◆ Stated problem: Resize the rows beginning at the line that contains "Does the above image contain any green baseball" and stopping after the line that contains "1051;282;1080;305". Repeat only those lines. In each answer, multiply the bounding-box coordinates by 1.65 and round them to whole numbers, with halves rounded up. Leave all other text unchanged, including the sample coordinates.

(Rows of box annotation data)
[Begin]
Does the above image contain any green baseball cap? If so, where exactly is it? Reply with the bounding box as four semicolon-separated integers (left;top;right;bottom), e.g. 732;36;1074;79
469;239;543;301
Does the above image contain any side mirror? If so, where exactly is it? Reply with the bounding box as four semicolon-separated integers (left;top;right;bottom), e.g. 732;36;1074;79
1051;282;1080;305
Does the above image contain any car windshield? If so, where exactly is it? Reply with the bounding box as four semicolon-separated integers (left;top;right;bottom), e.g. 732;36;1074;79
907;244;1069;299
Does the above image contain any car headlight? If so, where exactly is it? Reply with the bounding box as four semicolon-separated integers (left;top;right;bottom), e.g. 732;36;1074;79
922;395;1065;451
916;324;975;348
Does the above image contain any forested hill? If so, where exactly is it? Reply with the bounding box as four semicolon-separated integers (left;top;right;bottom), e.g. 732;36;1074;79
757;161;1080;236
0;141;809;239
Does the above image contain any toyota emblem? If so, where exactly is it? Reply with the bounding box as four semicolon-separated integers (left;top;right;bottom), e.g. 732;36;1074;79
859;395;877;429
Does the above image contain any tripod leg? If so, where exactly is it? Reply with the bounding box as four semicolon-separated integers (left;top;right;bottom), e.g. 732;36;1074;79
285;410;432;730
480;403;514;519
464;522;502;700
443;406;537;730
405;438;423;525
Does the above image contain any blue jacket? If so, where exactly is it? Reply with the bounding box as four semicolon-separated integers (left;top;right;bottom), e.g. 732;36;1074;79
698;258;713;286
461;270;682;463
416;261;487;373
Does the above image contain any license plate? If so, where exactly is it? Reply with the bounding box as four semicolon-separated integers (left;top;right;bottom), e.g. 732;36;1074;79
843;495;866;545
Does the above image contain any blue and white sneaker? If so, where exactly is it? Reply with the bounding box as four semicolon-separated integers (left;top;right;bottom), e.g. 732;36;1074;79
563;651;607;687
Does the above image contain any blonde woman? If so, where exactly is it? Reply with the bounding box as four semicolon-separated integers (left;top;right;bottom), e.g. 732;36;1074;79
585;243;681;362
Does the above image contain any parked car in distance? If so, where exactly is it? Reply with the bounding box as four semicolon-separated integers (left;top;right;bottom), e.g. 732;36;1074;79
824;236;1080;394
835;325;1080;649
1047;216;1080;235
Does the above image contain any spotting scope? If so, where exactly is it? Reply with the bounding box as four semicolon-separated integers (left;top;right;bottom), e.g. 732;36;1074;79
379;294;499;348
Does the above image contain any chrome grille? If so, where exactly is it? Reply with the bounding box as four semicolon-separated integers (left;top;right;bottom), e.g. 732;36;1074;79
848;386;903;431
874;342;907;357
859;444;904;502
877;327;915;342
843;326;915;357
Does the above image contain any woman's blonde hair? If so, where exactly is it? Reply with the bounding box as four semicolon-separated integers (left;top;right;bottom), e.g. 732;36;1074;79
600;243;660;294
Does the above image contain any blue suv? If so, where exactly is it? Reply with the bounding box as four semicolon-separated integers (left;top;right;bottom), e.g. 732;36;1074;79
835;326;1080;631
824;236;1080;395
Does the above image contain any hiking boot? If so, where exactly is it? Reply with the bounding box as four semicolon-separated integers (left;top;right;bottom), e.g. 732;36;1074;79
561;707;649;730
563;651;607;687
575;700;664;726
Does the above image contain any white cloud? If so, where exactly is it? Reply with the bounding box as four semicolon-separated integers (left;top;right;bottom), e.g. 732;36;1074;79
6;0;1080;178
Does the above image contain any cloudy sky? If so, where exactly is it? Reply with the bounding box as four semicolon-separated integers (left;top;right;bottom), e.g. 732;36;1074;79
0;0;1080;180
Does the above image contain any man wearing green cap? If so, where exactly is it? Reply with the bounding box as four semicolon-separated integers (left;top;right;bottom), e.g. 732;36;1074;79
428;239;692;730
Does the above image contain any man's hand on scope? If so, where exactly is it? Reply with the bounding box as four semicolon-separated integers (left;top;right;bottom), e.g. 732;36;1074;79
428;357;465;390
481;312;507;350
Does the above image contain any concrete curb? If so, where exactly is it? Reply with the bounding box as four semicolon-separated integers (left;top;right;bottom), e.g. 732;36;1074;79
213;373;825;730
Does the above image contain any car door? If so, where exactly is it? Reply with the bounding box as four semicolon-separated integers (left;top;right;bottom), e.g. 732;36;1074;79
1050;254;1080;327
[End]
[Begin]
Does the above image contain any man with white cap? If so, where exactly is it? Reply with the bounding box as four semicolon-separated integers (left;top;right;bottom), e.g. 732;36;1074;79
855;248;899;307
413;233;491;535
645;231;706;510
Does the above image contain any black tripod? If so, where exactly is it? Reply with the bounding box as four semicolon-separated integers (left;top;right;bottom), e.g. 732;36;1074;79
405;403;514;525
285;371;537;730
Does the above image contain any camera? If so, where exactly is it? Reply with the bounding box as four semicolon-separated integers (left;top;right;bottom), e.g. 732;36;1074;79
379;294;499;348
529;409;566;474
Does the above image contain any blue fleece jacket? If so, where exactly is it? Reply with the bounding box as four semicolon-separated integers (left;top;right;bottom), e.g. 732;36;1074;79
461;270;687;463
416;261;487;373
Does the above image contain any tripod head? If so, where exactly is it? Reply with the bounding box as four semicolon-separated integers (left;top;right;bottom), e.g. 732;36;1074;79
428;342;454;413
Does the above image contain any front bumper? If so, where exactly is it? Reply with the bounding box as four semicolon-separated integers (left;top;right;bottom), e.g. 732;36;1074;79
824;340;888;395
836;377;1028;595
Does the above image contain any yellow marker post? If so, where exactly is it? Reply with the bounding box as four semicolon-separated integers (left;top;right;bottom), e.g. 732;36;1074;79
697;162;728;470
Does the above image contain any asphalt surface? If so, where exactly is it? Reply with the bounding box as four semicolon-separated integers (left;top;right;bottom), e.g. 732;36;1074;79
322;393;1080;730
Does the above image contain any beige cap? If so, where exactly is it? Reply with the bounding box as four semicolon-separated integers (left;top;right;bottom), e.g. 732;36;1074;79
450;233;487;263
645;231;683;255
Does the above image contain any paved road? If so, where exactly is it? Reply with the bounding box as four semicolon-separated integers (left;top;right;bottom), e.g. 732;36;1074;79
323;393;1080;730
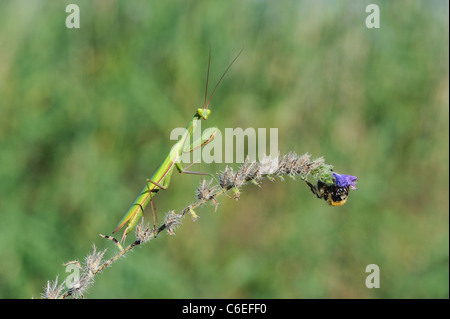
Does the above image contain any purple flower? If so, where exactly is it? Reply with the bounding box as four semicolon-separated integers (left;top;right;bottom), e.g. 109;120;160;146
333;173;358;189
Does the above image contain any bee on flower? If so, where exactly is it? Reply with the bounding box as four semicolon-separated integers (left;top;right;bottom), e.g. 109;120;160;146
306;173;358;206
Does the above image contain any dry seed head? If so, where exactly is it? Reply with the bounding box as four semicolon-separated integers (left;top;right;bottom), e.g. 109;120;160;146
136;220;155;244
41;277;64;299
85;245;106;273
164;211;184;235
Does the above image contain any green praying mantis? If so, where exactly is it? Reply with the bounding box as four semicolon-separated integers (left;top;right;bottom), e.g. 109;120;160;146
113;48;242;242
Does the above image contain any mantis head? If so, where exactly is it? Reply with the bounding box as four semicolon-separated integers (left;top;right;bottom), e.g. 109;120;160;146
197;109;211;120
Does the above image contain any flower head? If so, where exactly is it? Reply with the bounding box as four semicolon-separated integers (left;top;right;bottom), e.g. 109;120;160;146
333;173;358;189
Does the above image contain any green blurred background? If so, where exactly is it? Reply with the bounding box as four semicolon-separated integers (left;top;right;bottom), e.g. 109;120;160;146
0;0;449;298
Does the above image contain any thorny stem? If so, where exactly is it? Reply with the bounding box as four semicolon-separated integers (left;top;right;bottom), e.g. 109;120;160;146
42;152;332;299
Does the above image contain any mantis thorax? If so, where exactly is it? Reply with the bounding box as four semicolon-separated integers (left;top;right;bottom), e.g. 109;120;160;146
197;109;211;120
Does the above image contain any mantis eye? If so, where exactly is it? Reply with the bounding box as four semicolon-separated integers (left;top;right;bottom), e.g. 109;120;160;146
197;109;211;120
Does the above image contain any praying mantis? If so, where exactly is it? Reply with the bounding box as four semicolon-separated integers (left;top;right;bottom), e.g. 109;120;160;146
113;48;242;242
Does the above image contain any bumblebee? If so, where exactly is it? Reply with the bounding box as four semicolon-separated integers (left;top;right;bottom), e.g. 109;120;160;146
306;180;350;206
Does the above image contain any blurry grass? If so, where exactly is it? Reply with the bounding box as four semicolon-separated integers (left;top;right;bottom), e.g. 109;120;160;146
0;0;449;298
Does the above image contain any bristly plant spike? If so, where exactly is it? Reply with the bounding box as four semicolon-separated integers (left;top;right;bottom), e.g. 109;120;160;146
[End]
◆ Exercise response:
Does the above image contain any green baseball cap? If so, where exactly is it? Reply with the bounding box as four semicolon-separated integers (left;top;right;bottom), e.g. 732;36;1074;79
774;394;896;497
Does the above image contain any side mirror? If so, where exactly is it? Reply with the bounding box as four semicolon-separated integers (left;top;right;bottom), e.g. 732;36;1074;79
1734;465;1782;503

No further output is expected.